▸ Listed records
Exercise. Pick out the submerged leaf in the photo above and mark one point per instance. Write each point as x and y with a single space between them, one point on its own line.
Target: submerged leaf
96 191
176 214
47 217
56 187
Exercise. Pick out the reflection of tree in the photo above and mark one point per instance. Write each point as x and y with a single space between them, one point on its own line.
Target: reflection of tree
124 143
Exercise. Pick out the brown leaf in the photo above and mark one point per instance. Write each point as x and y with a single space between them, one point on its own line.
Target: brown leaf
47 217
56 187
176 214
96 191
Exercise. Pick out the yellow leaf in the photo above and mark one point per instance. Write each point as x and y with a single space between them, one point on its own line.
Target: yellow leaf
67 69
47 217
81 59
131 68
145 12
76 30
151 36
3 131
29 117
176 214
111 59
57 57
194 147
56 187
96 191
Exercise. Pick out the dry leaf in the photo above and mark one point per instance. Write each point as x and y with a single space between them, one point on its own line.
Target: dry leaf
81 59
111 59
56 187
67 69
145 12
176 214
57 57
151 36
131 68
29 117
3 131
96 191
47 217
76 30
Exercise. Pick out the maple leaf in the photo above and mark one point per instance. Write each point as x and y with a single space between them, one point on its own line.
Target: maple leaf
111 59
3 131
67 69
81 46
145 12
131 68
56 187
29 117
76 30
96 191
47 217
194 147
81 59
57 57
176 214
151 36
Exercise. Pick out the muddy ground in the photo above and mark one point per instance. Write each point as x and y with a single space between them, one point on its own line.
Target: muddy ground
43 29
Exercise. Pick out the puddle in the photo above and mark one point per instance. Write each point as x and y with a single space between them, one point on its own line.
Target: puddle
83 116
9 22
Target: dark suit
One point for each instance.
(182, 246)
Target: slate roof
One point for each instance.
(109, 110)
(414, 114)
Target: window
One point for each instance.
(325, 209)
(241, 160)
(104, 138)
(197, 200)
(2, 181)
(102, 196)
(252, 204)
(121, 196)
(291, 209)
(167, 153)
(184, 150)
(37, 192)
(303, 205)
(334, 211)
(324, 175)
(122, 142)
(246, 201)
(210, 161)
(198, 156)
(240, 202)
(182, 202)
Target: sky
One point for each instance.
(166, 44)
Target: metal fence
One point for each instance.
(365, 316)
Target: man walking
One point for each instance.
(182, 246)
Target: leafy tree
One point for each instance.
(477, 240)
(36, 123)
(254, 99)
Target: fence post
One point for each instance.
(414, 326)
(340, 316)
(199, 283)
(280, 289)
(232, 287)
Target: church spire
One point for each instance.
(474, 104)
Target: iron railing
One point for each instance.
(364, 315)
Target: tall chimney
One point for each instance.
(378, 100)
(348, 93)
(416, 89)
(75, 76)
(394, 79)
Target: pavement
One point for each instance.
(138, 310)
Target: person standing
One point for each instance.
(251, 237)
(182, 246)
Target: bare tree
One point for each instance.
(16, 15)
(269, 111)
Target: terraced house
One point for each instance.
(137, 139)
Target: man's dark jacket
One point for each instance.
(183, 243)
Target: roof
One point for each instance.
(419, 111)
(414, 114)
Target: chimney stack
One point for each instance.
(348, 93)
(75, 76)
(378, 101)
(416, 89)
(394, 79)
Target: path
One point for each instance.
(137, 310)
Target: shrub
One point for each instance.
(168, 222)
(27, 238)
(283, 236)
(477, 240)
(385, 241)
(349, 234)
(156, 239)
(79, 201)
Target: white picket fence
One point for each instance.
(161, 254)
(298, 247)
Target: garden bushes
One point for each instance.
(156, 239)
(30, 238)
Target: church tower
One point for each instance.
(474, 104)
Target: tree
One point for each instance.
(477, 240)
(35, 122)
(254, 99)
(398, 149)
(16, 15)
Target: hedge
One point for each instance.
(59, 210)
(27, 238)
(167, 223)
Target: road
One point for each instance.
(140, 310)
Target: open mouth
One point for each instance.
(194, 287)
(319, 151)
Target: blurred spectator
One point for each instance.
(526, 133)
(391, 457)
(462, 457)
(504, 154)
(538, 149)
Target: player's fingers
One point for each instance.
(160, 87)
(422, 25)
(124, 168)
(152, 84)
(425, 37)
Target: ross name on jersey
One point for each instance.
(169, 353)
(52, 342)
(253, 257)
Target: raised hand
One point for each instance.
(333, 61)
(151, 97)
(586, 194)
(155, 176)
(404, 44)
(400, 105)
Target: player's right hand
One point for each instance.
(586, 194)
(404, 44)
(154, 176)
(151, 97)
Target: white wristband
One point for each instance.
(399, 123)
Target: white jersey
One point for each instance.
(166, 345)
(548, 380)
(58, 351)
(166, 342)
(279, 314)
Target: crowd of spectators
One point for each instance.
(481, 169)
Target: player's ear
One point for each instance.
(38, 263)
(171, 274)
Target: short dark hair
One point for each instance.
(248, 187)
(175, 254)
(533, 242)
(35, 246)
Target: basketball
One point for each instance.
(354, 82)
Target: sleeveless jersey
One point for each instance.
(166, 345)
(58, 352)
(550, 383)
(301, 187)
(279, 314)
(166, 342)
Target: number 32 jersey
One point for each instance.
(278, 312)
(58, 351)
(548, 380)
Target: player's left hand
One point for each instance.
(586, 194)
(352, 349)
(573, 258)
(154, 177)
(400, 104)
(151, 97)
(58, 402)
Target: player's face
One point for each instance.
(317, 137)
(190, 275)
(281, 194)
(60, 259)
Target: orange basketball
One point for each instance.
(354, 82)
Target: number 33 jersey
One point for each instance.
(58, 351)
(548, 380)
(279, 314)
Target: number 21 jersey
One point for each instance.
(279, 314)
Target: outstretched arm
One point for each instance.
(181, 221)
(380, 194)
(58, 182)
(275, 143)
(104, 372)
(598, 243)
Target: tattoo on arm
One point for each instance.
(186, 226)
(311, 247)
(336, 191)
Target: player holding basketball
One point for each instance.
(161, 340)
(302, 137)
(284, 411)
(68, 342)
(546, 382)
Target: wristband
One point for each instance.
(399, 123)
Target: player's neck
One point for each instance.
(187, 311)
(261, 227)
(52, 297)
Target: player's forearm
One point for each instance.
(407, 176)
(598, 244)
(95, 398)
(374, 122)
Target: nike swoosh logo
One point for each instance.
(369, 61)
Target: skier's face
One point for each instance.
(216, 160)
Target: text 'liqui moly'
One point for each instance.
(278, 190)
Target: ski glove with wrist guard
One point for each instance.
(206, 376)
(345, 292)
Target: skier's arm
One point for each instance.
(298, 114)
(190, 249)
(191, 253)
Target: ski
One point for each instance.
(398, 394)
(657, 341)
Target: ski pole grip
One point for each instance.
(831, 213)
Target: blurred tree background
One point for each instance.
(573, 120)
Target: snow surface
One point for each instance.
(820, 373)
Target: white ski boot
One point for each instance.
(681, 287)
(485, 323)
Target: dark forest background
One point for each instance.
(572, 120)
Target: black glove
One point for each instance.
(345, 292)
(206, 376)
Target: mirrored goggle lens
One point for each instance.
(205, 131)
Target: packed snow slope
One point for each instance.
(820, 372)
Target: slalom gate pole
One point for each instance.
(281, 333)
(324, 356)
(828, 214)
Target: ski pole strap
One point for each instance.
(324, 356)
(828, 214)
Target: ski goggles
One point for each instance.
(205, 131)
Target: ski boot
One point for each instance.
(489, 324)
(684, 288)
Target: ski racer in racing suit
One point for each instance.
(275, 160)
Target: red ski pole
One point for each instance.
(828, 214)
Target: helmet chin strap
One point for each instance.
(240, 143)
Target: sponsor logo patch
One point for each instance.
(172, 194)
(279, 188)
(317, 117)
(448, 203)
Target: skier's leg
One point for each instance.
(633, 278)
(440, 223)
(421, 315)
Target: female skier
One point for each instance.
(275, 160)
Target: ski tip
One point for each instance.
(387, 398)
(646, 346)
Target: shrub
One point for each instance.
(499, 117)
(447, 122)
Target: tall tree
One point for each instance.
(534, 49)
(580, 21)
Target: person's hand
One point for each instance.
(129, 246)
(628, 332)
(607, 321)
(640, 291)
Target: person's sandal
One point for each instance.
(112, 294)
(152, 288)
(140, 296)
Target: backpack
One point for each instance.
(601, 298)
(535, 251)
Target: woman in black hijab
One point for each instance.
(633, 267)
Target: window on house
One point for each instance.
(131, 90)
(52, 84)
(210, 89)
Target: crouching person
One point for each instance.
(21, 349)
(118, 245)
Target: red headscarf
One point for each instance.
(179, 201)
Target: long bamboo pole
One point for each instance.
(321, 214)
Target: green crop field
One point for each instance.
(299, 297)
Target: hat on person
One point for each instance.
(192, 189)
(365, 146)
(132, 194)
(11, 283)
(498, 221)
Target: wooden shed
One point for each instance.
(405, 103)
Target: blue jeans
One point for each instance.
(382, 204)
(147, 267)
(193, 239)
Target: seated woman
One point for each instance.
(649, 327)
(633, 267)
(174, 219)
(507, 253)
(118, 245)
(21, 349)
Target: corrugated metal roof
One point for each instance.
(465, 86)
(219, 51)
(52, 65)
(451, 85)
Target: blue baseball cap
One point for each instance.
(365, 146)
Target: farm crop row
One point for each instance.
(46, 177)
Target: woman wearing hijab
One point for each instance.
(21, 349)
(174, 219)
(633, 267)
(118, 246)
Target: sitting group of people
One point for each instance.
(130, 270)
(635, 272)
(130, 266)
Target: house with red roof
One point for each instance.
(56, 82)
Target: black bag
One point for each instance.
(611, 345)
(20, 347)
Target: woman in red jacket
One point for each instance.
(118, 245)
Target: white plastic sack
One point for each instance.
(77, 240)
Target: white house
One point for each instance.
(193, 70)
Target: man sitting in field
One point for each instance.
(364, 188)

▸ Stated exercise
Reproduce, without any change, the lines of the material above that run from the line containing "Target: woman in red jacket" through the last line of the material, both ends included.

▸ The solution
Target: woman in red jacket
One point for each instance.
(118, 245)
Target: white plastic sack
One point for each instance.
(77, 240)
Target: white house
One point for each instance.
(193, 70)
Target: man sitting in field
One point for each instance.
(364, 188)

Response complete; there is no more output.